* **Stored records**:
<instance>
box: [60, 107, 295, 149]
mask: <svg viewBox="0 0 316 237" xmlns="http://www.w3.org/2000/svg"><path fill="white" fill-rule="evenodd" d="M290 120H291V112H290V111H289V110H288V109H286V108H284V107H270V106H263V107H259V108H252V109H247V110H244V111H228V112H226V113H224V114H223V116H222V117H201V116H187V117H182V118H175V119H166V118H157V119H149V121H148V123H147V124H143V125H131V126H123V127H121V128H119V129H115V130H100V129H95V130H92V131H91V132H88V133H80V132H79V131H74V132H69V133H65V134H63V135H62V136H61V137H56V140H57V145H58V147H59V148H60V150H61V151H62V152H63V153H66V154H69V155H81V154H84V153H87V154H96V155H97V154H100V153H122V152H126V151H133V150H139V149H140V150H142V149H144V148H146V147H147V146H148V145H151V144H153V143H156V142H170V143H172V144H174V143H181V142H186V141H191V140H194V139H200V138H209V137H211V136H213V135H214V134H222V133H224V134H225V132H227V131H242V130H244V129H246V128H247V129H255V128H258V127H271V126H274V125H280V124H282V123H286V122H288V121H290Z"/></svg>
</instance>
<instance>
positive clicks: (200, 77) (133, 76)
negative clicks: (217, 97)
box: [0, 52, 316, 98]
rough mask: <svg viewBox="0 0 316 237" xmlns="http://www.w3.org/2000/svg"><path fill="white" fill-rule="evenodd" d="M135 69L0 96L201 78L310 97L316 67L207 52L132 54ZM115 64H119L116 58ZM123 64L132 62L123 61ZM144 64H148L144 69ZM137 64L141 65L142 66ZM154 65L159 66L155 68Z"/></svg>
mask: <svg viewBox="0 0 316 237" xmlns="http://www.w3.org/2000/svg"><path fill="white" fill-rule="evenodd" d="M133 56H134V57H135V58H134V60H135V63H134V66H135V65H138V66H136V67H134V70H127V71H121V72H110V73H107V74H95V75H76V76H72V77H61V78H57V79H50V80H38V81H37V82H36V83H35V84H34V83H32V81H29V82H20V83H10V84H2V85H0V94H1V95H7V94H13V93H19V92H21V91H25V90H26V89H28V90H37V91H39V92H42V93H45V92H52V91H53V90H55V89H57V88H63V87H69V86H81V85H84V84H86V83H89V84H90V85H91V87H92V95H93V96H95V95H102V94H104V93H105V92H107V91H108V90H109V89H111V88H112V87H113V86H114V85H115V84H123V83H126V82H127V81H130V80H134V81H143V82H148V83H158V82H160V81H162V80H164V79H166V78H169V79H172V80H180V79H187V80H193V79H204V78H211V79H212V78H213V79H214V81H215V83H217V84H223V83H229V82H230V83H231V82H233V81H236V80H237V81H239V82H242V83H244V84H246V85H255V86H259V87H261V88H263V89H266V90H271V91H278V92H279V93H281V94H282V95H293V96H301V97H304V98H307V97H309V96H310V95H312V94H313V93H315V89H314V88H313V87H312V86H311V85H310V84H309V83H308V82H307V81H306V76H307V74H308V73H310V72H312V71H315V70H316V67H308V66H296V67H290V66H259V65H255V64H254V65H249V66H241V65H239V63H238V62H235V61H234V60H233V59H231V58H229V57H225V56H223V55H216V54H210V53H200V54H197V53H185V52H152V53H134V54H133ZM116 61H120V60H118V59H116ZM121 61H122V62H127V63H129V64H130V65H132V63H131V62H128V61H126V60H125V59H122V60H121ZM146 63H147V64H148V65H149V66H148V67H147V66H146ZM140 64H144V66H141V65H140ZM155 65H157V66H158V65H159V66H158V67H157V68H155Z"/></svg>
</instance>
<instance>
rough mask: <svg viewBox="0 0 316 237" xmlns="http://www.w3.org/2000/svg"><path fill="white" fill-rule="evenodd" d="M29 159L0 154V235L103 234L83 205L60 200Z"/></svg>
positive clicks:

* **Assigned task**: Show each line in the data where the string "positive" appears.

* **Answer to the problem**:
positive clicks: (200, 77) (133, 76)
positive clicks:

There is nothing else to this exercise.